## SOURCE MATERIAL:
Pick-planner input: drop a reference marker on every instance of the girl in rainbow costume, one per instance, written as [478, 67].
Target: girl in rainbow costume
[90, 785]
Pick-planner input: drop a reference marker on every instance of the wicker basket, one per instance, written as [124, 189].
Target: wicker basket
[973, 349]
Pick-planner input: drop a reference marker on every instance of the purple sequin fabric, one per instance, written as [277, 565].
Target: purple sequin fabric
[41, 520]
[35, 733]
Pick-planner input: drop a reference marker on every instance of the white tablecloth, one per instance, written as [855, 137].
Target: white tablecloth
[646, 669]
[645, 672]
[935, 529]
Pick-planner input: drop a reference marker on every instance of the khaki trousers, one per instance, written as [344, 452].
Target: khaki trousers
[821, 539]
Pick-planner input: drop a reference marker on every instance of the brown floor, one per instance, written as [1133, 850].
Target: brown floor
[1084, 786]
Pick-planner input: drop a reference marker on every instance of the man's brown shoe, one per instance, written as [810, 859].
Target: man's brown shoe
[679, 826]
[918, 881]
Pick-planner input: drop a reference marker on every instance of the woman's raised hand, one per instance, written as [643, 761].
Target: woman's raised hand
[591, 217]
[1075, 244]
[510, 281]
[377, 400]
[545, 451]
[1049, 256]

## GIVEN REQUEST:
Convert the records into a JSON list of strings, one string per line and with blank lines omitted. Begin at the line containing "as [1133, 850]." and continue through the final line of the records.

## RESPONSE:
[
  "Pick-planner input: drop a reference marker on every instance of the brown floor, one per instance, written as [1133, 850].",
  "Target: brown floor",
  "[1084, 786]",
  "Pick-planner input: drop a reference marker on every instance of the man's brown shoe, one per instance, written as [810, 859].",
  "Target: man's brown shoe",
  "[679, 826]",
  "[918, 881]",
  "Pick-planner input: drop a reference marker on every instance of the woman's raised hand, one per instance, written as [643, 761].",
  "Target: woman's raised hand",
  "[591, 217]",
  "[1075, 244]",
  "[510, 281]",
  "[377, 400]",
  "[545, 451]",
  "[1049, 256]"
]